#### PROVIDED PASSAGE:

## begin

As I’ve moved into a new session of teaching, I had meant to begin developing sample assignment responses again. They seem to have helped my students in the past couple of sessions, and I do want to help my students succeed, despite what many of them seem to have thought over the past however many years I’ve taught. But when I went to look at the current session’s assignments for the first week, thinking I would get a head start on developing those new examples, I found that they are online quizzes.
I cannot offer examples of such things. For one, I do not know how limited the quiz bank is from which the students are asked to work; were I to address questions from them, I would be giving students answers, and while I approve of giving models, doing the assignments for them passes lines I am not willing to cross. For another, I am relatively certain I would get into some kind of trouble for posting the questions directly. And were I to try to write an independent example of such a quiz, it would require more work than I am willing to do without additional compensation. (I enjoy writing essays; I find the work of doing so meditative, and I often learn things from it. Quiz-writing is much more meticulous, and while it can be remunerative, I am not likely to draw extra pay for providing supplemental materials to my already-enrolled students. I do the job because I need money, after all.)
For now, therefore, I will have to defer what should have been an example of an assignment response, waiting until next week, when actual written responses begin to be asked of the few students enrolled in the current session. Because there are few, I will be able to attend to them more closely than larger classes permit, which should be to the good for the students and for me. For when I have to assess work at speed, I find myself looking for different things than I would prefer to seek but which I can only work to uncover when I have time to spend–and that is not the case with over-enrolled writing classes that have institutional deadlines I must meet. That seems not to be an issue this go-round, and I am grateful for it. I hope I have cause to continue to be.
On 4 March 2018, Justin Stover’s “There Is No Case for the Humanities” appeared in the online Chronicle of Higher Education. The article opens with the stark statement that the academic humanities are already nearly dead, offering examples of that near-death, before announcing its overall topic and framing the following discussion in terms of its strange support from the cultural right and left. Stover then addresses prevailing critiques of the academic humanities: their overspecialization, overproduction, and under-teaching. After, he lays out some historical context for the current problem of the humanities, namely that they have been supplanted by the university’s expansion into fields previously assigned to other kinds of institutions, before addressing the inadequacies of common defenses of the humanities. The article proceeds to articulate the academic humanities’ core function: the development of a common culture and class to carry it. The inability to articulate the value of that commonality outside of it is what makes for a lack of case for the humanities, and Stover notes that that lack does not mean the humanities should not be defended or that they will not last beyond the falling-away of institutional support for them.

## end

#### INSTRUCTIONS TO FOLLOW:
Resume the passage about teaching and Justin Stover's article on the humanities, picking up right after its final sentence.

#### SUPPLIED MATERIAL:
## begin

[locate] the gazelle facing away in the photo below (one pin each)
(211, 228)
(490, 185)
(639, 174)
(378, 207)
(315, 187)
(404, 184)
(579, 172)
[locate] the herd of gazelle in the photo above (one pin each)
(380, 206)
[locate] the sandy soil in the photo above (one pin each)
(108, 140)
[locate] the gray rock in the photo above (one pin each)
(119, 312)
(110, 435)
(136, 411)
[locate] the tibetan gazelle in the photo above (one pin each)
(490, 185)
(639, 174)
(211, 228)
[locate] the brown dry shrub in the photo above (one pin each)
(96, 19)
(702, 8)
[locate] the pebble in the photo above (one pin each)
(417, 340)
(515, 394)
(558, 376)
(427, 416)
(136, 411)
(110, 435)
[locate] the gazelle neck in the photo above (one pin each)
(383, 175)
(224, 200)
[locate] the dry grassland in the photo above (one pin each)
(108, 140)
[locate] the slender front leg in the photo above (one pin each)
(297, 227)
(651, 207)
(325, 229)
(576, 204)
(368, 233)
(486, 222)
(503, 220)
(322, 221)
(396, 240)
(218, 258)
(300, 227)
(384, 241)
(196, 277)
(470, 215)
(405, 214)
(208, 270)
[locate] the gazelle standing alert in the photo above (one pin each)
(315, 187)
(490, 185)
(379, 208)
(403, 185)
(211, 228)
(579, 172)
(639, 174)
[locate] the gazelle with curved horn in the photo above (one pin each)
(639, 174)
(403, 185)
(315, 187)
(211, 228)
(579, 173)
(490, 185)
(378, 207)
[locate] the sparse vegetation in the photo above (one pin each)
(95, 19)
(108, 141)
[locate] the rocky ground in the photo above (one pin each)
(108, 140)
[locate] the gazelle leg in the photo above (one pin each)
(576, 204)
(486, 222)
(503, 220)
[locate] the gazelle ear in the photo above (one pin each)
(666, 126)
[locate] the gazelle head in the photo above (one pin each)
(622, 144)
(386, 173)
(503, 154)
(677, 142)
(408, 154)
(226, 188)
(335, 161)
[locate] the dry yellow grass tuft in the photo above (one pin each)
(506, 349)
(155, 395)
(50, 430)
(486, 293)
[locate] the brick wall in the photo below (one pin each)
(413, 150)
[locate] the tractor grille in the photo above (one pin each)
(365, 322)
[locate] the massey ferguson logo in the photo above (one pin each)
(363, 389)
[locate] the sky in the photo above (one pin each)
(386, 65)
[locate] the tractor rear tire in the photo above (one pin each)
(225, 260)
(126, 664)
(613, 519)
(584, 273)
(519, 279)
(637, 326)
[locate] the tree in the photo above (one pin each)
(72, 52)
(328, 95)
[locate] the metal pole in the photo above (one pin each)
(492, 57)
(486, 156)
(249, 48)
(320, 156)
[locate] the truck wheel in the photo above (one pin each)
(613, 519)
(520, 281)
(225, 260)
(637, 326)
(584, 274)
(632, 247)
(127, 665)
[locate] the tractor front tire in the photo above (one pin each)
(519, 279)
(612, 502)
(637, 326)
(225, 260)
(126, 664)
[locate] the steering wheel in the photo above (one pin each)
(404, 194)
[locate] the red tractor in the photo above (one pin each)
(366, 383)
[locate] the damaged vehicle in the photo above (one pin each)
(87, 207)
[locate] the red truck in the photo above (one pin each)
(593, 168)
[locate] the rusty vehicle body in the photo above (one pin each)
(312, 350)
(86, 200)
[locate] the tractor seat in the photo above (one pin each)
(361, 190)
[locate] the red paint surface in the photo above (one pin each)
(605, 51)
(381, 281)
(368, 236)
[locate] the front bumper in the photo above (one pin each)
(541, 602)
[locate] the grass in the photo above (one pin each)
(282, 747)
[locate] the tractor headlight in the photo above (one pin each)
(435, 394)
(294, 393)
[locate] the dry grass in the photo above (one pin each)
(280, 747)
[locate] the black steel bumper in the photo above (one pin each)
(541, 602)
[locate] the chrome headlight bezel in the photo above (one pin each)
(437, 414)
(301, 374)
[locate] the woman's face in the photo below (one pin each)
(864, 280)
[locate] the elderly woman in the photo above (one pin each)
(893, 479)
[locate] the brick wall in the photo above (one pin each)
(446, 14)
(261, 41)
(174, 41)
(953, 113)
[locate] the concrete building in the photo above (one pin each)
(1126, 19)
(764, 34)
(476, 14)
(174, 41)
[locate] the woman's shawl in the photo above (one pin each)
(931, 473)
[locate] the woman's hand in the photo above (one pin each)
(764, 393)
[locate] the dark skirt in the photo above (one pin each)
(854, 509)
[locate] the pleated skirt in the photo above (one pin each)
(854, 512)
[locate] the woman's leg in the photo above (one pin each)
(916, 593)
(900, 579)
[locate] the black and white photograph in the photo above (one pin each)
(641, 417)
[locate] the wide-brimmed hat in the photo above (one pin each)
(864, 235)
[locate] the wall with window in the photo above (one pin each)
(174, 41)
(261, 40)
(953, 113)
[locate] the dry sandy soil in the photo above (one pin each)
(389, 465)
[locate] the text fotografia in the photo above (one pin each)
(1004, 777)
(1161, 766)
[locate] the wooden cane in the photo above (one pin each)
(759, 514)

## end

#### TASK RESPONSE:
Before I move into more ruminative responses to Stover, I need to note a couple of things that stood out to me as I read. For one, I am tempted to read Stover’s piece against that of Bennett’s, to which I recently responded. For another, Stover makes the comment that humanities scholarship is “not written to be read, at least in the normal sense of the term”; I find myself wondering what that “normal” sense is. Later, he makes the statement that “The university can be many things, but without [humanities scholars], a university it will not be,” which seems to me to be a bit vainglorious and myopic. Admittedly, accreditation requires a certain number of humanities courses, but the relegation of those courses to adjuncts and visiting faculty–to academic expatriates such as I am–satisfies the inclusion but does not satisfy the soul, as it were. Academic and disciplinary ghettoization happen, and more in the humanities than in other places, it seems.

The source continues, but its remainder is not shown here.